* [PROBLEMA PLANTEADO 1]:
En los registros que empiezan en la línea que contiene "Is there any metal" y terminan al final de los registros, cambia "bounding box" por "rectangle" y deja todo lo demás igual.

* [FRAGMENTO PROPORCIONADO]:
────

No recuerdo el año ni el mes, pero quizás hayan sido 1998 y mayo. Las jacarandas estaban en plena floración, faltaban varios meses para que la Academia Sueca otorgara los premios Nobel y el auditorio Justo Sierra-Che Guevara de la UNAM no estaba ocupado por… (dejémoslo así). Fue ahí, sentado entre estudiantes con expresiones de asombro y admiración, que escuché por primera vez hablar a José Saramago. “Toda mi obra parte de una sola convicción: la de que todos somos unos pobres diablos”, dijo al inicio, con su español marcado por la dulce sonoridad del portugués. “Unos pobres diablos”, pensé, es definición adecuada para la humanidad en su conjunto, y quienes me rodean están evidentemente de acuerdo.

Andando el tiempo, en diversas conversaciones con gente en condición de saber, conté eso mismo que llevas leído y, lejos de sumergirnos en la metafísica de si somos o no pobres diablos, y de hecho más bien aceptando que lo somos, discutimos acerca de las causas justas, el fado, el espíritu crepuscular, Ricardo Reis… y sobre el punto de partida en las novelas de Saramago, que es sin duda la pregunta “¿qué pasaría si…?”. Por ejemplo: ¿Qué pasaría si la península ibérica se desprendiese del continente y navegara siguiendo el rumbo de las carabelas? ¿Y si un inopinado día todos nos volviéramos ciegos? ¿Y si, contra el dogma de la inmaculada concepción, nos atenemos a las posibilidades de eso que llamamos la naturaleza humana y postulamos un Evangelio en donde José y María hacen vida marital? ¿Y si la Muerte, cuyo albedrío no es cuestionable, se tomara vacaciones? ¿Y si, hartos de la inercia que nos lleva a creer que la democracia vive, todos los ciudadanos votáramos en blanco?

────

* [REGISTROS EXTRAÍDOS]:
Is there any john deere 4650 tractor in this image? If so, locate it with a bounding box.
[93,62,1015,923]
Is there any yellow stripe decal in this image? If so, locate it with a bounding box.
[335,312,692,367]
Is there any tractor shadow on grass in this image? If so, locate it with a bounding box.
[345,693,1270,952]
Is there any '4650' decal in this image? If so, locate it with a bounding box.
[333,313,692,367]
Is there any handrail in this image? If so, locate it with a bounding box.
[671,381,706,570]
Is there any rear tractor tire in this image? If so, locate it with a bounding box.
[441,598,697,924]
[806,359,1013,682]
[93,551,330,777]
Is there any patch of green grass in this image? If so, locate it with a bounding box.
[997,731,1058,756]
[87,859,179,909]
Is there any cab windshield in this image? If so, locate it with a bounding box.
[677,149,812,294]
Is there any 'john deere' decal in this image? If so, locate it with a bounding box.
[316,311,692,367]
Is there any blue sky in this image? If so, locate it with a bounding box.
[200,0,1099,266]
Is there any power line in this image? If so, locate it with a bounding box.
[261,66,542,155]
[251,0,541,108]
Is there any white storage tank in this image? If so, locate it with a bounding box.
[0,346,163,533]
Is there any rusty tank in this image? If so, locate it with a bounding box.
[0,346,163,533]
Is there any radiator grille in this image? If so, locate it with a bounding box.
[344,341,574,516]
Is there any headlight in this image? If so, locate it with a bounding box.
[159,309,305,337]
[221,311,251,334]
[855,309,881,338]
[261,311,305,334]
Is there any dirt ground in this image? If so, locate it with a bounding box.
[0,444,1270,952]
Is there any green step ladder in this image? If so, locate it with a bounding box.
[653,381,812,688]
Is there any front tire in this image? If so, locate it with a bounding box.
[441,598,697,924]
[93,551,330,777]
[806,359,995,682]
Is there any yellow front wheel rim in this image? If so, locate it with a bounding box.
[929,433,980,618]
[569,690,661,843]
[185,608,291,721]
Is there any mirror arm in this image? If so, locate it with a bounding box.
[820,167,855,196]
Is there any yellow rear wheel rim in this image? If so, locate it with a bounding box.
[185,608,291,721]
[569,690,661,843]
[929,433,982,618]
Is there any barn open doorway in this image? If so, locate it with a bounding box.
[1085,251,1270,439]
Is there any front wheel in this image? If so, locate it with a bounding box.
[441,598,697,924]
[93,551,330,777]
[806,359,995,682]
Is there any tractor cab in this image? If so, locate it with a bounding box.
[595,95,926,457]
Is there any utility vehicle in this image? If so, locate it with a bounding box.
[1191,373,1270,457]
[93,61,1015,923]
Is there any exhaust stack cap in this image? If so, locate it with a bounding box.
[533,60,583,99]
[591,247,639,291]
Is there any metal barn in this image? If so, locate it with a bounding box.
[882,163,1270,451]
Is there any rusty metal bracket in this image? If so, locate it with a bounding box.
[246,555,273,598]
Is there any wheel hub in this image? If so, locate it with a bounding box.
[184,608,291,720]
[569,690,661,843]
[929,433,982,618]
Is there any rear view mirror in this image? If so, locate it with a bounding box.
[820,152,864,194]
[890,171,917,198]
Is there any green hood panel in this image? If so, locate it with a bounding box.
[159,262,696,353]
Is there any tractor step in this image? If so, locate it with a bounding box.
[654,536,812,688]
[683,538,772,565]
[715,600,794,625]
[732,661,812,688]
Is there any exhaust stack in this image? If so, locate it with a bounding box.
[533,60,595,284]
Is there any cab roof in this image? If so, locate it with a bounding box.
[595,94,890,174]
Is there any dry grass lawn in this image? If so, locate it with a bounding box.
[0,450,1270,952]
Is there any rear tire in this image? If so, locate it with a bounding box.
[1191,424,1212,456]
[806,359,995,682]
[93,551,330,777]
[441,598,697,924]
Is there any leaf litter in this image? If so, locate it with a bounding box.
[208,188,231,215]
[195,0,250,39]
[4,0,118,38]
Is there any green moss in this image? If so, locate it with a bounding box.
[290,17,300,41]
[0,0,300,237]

────

* [PROBLEMA PLANTEADO 2]:
Reproduce del fragmento sobre José Saramago el pasaje que empieza en "No recuerdo el" y termina en "evidentemente de acuerdo.".

* [RESPUESTA DEL EJERCICIO 1]:
Is there any metal barn in this image? If so, locate it with a rectangle.
[882,163,1270,451]
Is there any rusty metal bracket in this image? If so, locate it with a rectangle.
[246,555,273,598]
Is there any wheel hub in this image? If so, locate it with a rectangle.
[184,608,291,720]
[569,690,661,843]
[929,433,982,618]
Is there any rear view mirror in this image? If so, locate it with a rectangle.
[820,152,864,194]
[890,171,917,198]
Is there any green hood panel in this image? If so, locate it with a rectangle.
[159,262,696,353]
Is there any tractor step in this image? If so, locate it with a rectangle.
[654,536,812,688]
[683,538,772,565]
[715,600,794,625]
[732,661,812,688]
Is there any exhaust stack in this image? If so, locate it with a rectangle.
[533,60,595,284]
Is there any cab roof in this image? If so, locate it with a rectangle.
[595,94,890,174]
Is there any dry grass lawn in this image? If so, locate it with a rectangle.
[0,450,1270,952]
Is there any rear tire in this image? If so, locate it with a rectangle.
[1191,424,1212,456]
[806,359,995,682]
[93,551,330,777]
[441,598,697,924]
Is there any leaf litter in this image? If so, locate it with a rectangle.
[208,188,231,215]
[195,0,250,39]
[4,0,118,38]
Is there any green moss in this image? If so, locate it with a rectangle.
[290,17,300,41]
[0,0,300,237]

* [RESPUESTA DEL EJERCICIO 2]:
No recuerdo el año ni el mes, pero quizás hayan sido 1998 y mayo. Las jacarandas estaban en plena floración, faltaban varios meses para que la Academia Sueca otorgara los premios Nobel y el auditorio Justo Sierra-Che Guevara de la UNAM no estaba ocupado por… (dejémoslo así). Fue ahí, sentado entre estudiantes con expresiones de asombro y admiración, que escuché por primera vez hablar a José Saramago. “Toda mi obra parte de una sola convicción: la de que todos somos unos pobres diablos”, dijo al inicio, con su español marcado por la dulce sonoridad del portugués. “Unos pobres diablos”, pensé, es definición adecuada para la humanidad en su conjunto, y quienes me rodean están evidentemente de acuerdo.